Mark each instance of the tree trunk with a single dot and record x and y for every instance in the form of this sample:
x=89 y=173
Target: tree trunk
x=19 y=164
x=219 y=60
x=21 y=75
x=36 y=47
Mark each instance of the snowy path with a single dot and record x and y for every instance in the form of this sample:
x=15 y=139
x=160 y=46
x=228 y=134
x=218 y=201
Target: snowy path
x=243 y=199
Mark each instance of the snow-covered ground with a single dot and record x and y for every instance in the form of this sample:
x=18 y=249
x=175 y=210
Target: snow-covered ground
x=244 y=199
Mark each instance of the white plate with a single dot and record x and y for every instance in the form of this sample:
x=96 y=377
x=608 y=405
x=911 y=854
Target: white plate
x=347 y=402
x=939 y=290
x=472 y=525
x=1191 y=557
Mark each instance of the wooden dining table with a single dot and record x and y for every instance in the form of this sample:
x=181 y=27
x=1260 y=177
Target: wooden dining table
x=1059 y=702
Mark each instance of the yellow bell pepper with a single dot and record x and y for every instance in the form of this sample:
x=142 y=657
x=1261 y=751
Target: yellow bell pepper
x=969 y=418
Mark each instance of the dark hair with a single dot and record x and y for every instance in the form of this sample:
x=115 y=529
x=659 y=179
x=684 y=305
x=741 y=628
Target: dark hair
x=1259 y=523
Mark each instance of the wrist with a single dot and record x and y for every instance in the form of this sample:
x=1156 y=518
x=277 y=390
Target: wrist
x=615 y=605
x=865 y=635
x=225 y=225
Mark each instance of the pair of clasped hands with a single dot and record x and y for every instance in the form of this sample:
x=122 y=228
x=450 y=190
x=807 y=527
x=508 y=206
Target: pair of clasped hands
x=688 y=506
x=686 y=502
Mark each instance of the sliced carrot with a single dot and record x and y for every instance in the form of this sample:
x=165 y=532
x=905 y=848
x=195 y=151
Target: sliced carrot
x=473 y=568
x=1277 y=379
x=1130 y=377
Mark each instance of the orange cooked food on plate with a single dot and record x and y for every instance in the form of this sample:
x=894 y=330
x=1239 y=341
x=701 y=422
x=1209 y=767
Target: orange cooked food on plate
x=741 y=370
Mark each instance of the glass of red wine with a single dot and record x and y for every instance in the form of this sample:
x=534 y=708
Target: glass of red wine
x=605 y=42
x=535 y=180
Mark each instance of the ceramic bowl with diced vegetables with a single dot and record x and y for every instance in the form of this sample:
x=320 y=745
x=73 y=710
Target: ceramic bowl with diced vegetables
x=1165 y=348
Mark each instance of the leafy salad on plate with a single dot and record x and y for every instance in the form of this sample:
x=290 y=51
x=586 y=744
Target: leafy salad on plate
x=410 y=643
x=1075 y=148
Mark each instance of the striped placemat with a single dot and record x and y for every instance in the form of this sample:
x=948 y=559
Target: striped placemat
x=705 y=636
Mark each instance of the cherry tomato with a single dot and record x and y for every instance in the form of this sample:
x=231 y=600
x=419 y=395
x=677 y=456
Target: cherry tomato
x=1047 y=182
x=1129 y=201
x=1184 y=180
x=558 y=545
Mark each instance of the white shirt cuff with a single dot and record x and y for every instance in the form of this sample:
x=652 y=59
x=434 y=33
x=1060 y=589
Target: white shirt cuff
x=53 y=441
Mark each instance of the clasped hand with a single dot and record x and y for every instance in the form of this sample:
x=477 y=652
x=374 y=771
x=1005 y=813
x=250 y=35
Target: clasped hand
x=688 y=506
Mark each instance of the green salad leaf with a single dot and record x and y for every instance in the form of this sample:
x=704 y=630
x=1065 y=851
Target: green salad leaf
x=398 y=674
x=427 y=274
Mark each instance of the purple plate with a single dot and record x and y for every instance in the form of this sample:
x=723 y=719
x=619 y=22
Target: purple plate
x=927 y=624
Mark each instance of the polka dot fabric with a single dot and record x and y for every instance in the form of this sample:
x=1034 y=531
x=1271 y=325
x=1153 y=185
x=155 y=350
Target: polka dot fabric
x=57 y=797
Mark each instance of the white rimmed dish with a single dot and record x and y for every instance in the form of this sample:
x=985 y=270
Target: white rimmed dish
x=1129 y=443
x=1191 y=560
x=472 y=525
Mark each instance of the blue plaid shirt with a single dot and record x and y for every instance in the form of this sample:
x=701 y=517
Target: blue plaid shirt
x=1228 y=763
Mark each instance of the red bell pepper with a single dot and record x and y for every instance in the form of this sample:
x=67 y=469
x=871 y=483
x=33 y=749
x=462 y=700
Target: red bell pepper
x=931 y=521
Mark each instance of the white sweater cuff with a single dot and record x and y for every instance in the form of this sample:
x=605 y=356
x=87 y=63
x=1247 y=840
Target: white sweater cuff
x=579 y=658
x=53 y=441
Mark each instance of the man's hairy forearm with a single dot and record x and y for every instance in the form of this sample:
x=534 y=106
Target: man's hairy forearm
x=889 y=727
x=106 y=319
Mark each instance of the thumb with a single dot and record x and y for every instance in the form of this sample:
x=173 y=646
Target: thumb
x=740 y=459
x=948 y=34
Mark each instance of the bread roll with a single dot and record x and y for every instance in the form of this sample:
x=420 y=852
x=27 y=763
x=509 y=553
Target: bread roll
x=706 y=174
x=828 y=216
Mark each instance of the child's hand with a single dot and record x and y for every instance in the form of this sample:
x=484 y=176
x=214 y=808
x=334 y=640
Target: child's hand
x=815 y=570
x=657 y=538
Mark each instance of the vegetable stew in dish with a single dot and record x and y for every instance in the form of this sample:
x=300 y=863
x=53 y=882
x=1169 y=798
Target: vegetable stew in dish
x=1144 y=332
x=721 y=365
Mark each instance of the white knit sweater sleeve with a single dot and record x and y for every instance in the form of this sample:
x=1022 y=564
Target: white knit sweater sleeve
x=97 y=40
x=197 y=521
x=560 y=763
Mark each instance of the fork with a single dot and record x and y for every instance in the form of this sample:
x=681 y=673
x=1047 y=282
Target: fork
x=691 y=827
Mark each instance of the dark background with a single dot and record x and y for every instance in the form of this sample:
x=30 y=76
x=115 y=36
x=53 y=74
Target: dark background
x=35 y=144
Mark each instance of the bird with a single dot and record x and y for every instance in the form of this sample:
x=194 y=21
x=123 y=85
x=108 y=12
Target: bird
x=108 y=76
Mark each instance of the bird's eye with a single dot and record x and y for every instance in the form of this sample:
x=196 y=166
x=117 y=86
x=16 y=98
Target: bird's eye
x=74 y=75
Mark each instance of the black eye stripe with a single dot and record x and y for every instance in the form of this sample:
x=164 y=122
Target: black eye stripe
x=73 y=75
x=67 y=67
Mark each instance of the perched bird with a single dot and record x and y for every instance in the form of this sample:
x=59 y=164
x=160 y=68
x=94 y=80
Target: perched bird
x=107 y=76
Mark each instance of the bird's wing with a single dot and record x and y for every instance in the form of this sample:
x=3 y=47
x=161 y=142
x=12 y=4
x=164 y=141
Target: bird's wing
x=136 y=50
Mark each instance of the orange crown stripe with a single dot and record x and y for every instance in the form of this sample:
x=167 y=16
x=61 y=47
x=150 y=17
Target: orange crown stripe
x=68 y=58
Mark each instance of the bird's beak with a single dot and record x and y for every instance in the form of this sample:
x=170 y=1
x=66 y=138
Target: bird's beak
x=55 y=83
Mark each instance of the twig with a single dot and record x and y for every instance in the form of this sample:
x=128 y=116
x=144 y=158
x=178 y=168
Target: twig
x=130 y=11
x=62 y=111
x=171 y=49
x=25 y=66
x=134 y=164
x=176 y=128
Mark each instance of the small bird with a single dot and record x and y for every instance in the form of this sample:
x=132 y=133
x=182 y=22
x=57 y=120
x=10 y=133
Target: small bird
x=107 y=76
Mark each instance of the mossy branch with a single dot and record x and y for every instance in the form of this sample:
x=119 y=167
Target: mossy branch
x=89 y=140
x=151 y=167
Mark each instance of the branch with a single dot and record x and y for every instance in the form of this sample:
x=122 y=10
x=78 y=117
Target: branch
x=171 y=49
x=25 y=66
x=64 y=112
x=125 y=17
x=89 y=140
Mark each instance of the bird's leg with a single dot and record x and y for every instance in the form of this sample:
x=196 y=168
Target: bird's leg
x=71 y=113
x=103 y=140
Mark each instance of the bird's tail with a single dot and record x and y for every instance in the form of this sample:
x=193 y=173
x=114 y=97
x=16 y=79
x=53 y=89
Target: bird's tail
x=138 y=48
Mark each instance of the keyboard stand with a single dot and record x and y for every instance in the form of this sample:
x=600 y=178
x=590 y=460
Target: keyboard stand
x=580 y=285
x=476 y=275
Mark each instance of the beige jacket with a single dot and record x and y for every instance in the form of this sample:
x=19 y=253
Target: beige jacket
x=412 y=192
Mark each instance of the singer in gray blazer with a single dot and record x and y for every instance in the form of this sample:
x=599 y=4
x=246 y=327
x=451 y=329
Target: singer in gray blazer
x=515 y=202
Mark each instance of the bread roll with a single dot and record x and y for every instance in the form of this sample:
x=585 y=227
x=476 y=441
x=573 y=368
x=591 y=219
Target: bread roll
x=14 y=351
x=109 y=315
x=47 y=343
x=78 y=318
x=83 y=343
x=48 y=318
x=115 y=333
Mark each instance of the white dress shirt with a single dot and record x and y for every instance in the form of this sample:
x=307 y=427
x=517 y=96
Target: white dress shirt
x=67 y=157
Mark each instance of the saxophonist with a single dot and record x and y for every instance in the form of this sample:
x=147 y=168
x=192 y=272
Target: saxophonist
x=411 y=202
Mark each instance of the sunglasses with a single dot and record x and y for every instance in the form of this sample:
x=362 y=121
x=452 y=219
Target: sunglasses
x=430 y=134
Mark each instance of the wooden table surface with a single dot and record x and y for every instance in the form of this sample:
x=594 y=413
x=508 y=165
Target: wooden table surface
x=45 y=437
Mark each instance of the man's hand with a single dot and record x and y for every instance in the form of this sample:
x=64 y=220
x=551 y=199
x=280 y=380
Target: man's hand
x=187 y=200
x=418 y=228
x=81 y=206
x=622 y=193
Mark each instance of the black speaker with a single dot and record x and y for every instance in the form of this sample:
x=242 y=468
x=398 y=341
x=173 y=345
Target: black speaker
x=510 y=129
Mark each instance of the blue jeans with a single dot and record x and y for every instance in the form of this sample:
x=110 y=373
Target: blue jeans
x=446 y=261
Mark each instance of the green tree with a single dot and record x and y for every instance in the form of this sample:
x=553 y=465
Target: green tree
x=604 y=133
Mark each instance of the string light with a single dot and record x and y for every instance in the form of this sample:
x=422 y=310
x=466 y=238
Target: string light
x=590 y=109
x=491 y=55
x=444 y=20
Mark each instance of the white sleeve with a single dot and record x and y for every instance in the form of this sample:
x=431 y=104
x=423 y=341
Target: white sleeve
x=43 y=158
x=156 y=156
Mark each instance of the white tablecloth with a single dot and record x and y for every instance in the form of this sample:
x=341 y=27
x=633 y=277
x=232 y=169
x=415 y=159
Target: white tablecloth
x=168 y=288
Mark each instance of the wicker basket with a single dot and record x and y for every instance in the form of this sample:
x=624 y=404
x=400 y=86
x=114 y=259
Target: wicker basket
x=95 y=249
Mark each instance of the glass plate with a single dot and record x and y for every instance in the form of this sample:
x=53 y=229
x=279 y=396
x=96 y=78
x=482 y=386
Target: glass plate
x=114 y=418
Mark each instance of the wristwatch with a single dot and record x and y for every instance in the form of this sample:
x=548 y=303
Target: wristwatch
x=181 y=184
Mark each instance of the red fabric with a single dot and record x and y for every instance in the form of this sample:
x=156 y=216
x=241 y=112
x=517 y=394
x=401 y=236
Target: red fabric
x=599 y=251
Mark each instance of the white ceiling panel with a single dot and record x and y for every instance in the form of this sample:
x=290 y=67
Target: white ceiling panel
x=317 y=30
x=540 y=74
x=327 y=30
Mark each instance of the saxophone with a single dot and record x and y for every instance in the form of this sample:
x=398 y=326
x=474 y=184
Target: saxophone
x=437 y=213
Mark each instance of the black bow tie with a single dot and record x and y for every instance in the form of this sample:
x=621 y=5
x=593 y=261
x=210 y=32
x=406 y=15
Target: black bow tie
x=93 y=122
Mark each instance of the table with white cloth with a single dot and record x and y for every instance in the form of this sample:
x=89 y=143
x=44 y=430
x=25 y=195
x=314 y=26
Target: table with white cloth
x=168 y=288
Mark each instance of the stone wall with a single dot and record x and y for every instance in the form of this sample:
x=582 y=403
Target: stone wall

+ + + + +

Turn the rows, starting with the line that contains "Mark each instance of the table" and going through the last line of the rows, into a JSON list of strings with one string per line and blank lines left out.

[
  "Mark each instance of the table with white cloth with a single dot and record x and y for every instance in the form of this sample:",
  "x=89 y=143",
  "x=44 y=430",
  "x=25 y=195",
  "x=314 y=26",
  "Target: table with white cloth",
  "x=168 y=288",
  "Mark each instance of the stone wall with a single dot and record x and y for every instance in the form of this sample:",
  "x=582 y=403",
  "Target: stone wall"
]